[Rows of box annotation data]
* START *
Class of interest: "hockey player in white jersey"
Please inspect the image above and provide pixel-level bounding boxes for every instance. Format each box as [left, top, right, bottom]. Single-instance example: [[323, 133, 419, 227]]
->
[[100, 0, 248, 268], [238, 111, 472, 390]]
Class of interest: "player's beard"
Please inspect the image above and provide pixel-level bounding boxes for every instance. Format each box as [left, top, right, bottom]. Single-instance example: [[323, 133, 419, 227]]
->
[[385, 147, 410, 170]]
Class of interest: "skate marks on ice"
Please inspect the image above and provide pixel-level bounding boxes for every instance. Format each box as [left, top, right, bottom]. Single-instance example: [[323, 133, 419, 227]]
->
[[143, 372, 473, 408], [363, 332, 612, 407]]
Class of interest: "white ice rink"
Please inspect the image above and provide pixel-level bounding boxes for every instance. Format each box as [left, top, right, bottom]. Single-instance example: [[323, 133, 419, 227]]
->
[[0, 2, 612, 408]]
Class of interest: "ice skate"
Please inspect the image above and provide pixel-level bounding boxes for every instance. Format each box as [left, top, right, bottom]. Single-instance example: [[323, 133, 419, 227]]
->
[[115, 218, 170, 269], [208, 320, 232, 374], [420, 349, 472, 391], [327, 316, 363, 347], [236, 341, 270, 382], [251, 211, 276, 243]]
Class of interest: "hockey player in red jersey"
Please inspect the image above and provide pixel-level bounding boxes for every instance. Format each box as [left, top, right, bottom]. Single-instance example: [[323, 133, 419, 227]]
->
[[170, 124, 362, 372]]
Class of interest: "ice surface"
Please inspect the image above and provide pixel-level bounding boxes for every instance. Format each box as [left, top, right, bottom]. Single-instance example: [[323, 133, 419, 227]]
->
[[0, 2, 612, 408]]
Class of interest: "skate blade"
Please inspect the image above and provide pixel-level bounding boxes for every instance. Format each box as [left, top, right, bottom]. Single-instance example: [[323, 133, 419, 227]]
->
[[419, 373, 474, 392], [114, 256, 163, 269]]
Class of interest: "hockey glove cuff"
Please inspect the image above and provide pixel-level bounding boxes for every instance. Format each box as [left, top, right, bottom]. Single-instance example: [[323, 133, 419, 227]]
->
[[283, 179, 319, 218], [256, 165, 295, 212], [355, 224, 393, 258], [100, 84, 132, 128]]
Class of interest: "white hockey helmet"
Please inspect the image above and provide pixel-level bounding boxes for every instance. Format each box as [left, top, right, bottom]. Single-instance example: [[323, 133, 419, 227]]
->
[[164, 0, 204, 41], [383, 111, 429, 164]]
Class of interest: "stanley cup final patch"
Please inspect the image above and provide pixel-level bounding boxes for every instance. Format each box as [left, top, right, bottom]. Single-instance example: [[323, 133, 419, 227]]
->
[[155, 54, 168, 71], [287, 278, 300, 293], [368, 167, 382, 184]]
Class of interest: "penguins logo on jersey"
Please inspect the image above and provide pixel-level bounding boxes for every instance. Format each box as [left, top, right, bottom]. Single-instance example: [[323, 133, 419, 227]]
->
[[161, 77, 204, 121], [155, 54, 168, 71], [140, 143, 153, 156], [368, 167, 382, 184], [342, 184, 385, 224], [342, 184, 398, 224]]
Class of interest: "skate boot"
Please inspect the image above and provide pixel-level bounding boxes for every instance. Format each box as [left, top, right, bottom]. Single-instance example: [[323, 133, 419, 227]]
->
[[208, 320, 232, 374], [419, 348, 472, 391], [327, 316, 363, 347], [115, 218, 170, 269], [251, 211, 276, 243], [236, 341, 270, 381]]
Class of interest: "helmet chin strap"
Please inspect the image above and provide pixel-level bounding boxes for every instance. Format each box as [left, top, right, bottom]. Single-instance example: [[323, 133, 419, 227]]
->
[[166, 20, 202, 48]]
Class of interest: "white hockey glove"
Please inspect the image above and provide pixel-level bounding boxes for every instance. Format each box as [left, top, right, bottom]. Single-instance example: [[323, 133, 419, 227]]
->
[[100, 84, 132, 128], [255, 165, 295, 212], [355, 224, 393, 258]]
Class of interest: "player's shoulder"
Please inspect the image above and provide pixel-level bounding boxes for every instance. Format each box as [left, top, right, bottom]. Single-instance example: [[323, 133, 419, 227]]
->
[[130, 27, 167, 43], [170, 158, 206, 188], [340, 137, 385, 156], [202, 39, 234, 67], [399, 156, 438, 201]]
* END *
◆ Objective ◆
Collect every line of the listing that contains the string "player", matching case exactly.

◆ Response ◆
Class of interest: "hockey player in white jersey"
Class of interest: "player's beard"
Class of interest: "hockey player in red jersey"
Class of interest: "player's shoulder"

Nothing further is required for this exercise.